- Document text
Thanks for the clarification.
--
Patrick Mézard
On 23/07/2020 19:23, Shashanka Balakuntala wrote:
> Hi Patrick,
> Yes, I did want to mention that it will not affect previous fetch lists. Sorry for the
confusion.
>
> Thanks,
> Shashanka Balakuntala
>
>
> On Thu, 23 Jul 2020, 22:40 Patrick Mézard, <patrick@mezard.eu <mailto:patrick@mezard.eu>>
wrote:
>
> Hello,
>
> On 23/07/2020 14:37, Shashanka Balakuntala wrote:
> > Hi Patrick,
> >
> > Yes, the idea that you have suggested would work, but i do have to mention
> > that it might just affect the next iteration. So you can just clean the
> > last parse segment and parse again and updatedb with the plugins activated
> > and that would do.
>
> I do not follow you. How could the similarity scores of all documents be collected
and used by updatedb without reparsing all content? From what I see, the similarity scorer
operates during the parse phase and the score should be recorded in crawl_parse.
>
> > Deleting all the the parsed segments might not work because, because a url
> > with score less than threshold will not be generated or fetched, so none of
> > its outlinks will be fetched as well. So if you just delete parse segment
> > and do the process, it would mean the all the already fetched segments will
> > not be impacted. So it will update the scoring, if you just need the score
> > for something else, please do go ahead with this.
>
> Again, I am confused. My mental model is:
>
> - Delete and reparse everything. I means similarity scores are taken in account and
included all segments crawl_parse.

- Raw data
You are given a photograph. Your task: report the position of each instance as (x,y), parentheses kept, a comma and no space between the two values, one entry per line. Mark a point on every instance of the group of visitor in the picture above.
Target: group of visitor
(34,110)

- What is expected
Write what comes next in the email thread about similarity scores and reparsing crawl segments, starting right after its last line.

- Answer below
> - Run updatedb on all segments. CrawlDatum entries will be gathered by "url" and
some final score will be generated in the reduce phase, probably favoring the more recent
score.
>
> Now, maybe the existing crawldb might interfere during the final merge and I should
clear it somehow, but otherwise, once the similarity scores are reflected in the updated crawldb,
the next generate phase will take them in account.
>
> Obviously, they will not retroactively affect the previous fetch lists. Is it what
you tried to tell me?
>
> Thanks for your comments,
> --
> Patrick Mézard
>
> > Lets see if anyone has any other items to add or clear here.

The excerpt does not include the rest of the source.